Crítica | Ficha técnica

Mundialmente conhecido por sua Trilogia de Apu, Satyajit Ray lança em 1964 A Esposa Solitária (Charulata), seu filme mais bem sucedido nas bilheterias. Baseando-se na história “Nastaneer”, de Rabindranath Tagore, Ray constrói um drama romântico que provoca uma reflexão sobre a burguesia bengalesa ocidentalizada em Calcutá, na segunda metade do século 19.

A magistral sequência de abertura do filme revela as características dessa classe social. Charulata (Madhavi Mukherjee) vai de cômodo a cômodo no casarão onde mora, olhando do andar de cima algumas pessoas na rua, através de um binóculo. Seu marido Bhupati (Shailen Mukherjee) cruza com ela no corredor, lendo o jornal, sem nem dar conta de sua presença. Quando ele se distancia, a esposa olha para ele também através do binóculo. Por meio de engenhosa comunicação não-verbal, a sequência informa que Charulata e seu marido fazem parte de uma classe média alta. O binóculo simboliza o distanciamento com a classe mais popular da Índia, que está lá embaixo nas ruas. Da mesma forma, o binóculo indica a frieza no relacionamento do casal.

● **TAREFA PROPOSTA A**: Nos registros abaixo, reproduza as linhas que começam na que contém "Exercise. Identify every instance of the red" e terminam depois da que contém "(1133, 830)".

● **MATERIAL**:

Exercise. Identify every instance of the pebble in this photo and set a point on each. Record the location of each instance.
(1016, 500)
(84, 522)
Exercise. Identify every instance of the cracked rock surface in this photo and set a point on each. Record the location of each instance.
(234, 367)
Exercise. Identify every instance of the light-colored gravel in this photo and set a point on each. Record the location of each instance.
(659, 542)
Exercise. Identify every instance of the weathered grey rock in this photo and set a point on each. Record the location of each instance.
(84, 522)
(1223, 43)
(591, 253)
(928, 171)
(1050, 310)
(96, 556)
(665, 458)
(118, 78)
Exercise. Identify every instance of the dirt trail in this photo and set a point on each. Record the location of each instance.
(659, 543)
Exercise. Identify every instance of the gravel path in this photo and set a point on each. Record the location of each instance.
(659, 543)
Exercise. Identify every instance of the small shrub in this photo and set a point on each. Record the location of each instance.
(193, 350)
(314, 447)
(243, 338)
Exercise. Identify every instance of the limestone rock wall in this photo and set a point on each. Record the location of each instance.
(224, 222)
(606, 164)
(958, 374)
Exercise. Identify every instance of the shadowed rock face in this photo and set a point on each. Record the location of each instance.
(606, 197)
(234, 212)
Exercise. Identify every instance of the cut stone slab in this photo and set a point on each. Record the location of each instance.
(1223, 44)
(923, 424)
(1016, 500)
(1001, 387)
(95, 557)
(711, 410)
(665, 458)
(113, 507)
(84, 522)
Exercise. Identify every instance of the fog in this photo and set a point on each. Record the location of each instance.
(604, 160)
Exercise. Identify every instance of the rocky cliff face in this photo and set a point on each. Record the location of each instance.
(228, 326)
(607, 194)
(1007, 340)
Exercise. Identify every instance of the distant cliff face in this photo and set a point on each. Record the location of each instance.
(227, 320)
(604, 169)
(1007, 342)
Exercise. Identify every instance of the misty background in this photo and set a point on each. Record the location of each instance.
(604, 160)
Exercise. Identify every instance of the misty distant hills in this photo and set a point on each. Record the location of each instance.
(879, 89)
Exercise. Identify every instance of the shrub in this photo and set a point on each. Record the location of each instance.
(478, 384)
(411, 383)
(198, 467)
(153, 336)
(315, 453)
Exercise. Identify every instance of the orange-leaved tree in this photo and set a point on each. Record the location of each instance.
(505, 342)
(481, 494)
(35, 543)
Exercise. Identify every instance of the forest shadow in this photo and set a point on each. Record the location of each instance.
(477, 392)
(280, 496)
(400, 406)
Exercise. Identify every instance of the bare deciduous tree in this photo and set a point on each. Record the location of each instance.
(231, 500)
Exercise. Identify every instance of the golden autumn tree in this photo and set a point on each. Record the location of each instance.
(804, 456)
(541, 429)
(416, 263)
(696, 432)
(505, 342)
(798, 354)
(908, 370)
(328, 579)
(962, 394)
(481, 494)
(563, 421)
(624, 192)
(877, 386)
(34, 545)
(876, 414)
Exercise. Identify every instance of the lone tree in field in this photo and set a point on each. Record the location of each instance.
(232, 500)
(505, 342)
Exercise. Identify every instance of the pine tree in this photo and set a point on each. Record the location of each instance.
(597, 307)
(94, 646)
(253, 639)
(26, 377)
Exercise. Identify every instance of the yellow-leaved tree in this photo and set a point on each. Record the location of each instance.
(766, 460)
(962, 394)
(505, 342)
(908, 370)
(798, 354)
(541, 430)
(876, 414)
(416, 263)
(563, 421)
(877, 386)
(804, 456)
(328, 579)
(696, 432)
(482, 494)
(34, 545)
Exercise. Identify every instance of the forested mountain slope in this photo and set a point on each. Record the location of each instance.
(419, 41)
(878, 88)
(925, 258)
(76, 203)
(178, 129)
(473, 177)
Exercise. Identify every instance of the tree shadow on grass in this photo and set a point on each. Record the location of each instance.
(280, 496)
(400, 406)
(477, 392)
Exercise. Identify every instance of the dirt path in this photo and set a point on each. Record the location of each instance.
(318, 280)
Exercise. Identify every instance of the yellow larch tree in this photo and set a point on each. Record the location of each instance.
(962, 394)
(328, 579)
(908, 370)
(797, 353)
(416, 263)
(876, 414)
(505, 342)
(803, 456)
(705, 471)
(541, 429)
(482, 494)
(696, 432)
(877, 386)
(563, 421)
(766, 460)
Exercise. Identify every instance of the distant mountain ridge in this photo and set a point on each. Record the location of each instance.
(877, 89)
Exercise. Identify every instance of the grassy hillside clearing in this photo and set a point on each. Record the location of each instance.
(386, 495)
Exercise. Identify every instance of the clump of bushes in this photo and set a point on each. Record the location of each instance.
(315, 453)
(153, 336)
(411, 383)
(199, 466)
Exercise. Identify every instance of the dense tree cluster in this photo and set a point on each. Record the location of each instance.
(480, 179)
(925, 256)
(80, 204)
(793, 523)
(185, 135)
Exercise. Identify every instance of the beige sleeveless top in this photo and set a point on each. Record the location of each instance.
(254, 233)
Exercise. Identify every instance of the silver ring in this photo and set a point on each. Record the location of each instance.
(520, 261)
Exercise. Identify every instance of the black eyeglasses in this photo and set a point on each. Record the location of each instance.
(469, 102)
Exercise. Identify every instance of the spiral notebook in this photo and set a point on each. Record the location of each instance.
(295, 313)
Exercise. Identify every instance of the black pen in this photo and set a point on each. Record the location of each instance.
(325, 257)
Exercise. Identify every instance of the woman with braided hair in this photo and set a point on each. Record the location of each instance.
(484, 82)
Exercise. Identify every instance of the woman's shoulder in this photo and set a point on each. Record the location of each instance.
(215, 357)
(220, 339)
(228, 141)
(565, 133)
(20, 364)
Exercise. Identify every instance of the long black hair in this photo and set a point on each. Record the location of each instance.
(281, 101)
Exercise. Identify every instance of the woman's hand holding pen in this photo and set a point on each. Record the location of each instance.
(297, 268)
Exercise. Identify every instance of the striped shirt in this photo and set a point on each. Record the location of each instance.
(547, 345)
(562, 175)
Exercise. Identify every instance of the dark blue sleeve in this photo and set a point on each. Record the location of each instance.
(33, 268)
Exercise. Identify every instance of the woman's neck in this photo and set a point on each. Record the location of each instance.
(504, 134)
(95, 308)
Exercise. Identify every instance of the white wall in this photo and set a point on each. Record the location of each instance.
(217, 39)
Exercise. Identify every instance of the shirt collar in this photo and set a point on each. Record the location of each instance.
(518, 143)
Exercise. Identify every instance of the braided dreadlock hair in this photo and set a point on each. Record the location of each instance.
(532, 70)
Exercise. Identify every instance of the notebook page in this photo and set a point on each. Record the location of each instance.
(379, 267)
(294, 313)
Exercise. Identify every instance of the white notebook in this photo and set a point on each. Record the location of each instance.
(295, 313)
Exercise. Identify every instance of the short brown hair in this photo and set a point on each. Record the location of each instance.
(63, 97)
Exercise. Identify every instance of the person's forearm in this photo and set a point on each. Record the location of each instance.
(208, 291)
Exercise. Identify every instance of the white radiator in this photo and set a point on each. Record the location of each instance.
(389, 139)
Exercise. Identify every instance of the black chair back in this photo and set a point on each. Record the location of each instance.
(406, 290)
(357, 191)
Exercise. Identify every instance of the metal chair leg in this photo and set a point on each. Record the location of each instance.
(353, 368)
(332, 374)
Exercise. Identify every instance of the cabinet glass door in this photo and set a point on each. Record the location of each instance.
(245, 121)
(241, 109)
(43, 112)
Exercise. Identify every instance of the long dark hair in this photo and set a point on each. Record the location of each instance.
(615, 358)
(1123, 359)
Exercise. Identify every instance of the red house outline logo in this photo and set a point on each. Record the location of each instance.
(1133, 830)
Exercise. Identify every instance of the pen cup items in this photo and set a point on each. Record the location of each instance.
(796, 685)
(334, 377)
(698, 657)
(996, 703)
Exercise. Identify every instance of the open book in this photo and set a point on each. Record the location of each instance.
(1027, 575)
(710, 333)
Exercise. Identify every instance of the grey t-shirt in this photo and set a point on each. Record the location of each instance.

● **TAREFA PROPOSTA B**: Prossiga com a crítica sobre o filme A Esposa Solitária a partir do ponto em que ela para.

● **RESPOSTA DA TAREFA A**:
Exercise. Identify every instance of the red house outline logo in this photo and set a point on each. Record the location of each instance.
(1133, 830)

● **RESPOSTA DA TAREFA B**:
As sequências seguintes mostram o cotidiano na casa. Com isso, completa-se o quadro que descreve mais uma faceta dessa burguesia bengalesa. Afastada do povo em geral, essa classe se considera mais próxima dos britânicos, ainda os colonizadores naquela época. Assim, Bhupati veste roupas ocidentais, mescla o inglês em seu palavreado, e se interessa pelas eleições que acontecem na Inglaterra, torcendo pelo candidato liberal. Na sua casa, ele até possui pinturas que mostram o exército britânico e um busto de um herói inglês.

A história

Na trama, surgem Umapada (Shyamal Ghoshal), o irmão de Bhupati, e sua esposa Mandakini (Gitali Roy). Bhupati faz de Umapada o gestor financeiro da sua empresa jornalística. E Mandakini passa bom tempo na casa, fazendo companhia para Charulata.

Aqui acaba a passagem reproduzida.